[Text — start]

House debates

Tuesday, 4 June 2024

Bills

Appropriation Bill (No. 1) 2024-2025; Consideration in Detail

7:00 pm

Photo of Sally SitouSally Sitou (Reid, Australian Labor Party) Share this | Hansard source

I thank the member for Bradfield for his sudden interest in the universities sector, because it was wanting for the time they were in government. Let us take a trip down memory lane to when we had COVID and those opposite introduced JobKeeper to help keep the economy afloat. Which was the sector they ignored during that entire period? It was the universities sector. They changed the rules for JobKeeper not once, not twice but three times to deny JobKeeper to the universities sector. What did that mean? It meant that that sector suffered the biggest job loss it had ever seen—estimates of about 12,000 jobs lost in that sector because those opposite refused to provide support. They provided support to Harvey Norman, yes, but not to the universities sector. And now they have truly just discovered the importance of the universities sector. I do welcome this new discovery, because the only way they ever discover the universities sector is when they want to interfere with research grants. That's the only time they show any interest. So, I welcome the fact that they are showing interest today.

The universities sector is something that all of us on this side of the House are very interested in. I know that the Minister for Education is very interested in it, and I got to visit the Australian Catholic University's Strathfield campus in my electorate with the Minister for Education and the Assistant Minister for Health, Ged Kearney. We got to meet with some fantastic students who are studying teaching, nursing, midwifery, and social work. When I got to sit around the table and have chats with them, so many of them had incredible stories about why there were studying these degrees.

One student who was studying social work told me the reason she wanted to study social work was that she and her mother had experienced really difficult forms of domestic violence and there was a social worker who came into their lives and helped make it better, and she wanted to do that for others. I met a mother of three kids who was retraining to become a nurse because she had had such great care when she had a really awful miscarriage. She wanted to be able to go on and give other people that type of care. I spoke to a young man who had an affinity with Indigenous Australians, and he wanted to work with young Indigenous Australians so that they could reach their full potential. They all had amazing stories about why they had chosen these career paths.

[Text — finish]
[Dataset excerpts — start]

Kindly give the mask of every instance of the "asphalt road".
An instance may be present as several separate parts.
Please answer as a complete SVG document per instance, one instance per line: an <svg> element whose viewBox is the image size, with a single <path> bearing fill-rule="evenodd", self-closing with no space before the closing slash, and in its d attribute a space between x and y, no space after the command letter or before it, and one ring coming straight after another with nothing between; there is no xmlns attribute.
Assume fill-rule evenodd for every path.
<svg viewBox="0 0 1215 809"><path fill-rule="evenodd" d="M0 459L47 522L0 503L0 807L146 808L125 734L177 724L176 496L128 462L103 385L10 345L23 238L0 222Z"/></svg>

[Dataset excerpts — finish]
[Dataset excerpts — start]

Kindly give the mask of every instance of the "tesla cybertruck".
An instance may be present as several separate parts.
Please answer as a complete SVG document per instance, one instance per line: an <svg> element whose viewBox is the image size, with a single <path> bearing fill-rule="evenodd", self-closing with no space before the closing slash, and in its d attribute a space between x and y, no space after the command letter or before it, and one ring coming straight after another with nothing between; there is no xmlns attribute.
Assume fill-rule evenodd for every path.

[Dataset excerpts — finish]

• [Exercise 1] In the House debate transcript, roughly how many jobs does the speaker estimate the universities sector lost?
• [Exercise 2] Return, word for word, the part of the House debate transcript starting with "The universities sector is something" and going on through "studying these degrees.".

• [Final answer 1] About 12,000 jobs.

• [Final answer 2]
The universities sector is something that all of us on this side of the House are very interested in. I know that the Minister for Education is very interested in it, and I got to visit the Australian Catholic University's Strathfield campus in my electorate with the Minister for Education and the Assistant Minister for Health, Ged Kearney. We got to meet with some fantastic students who are studying teaching, nursing, midwifery, and social work. When I got to sit around the table and have chats with them, so many of them had incredible stories about why there were studying these degrees.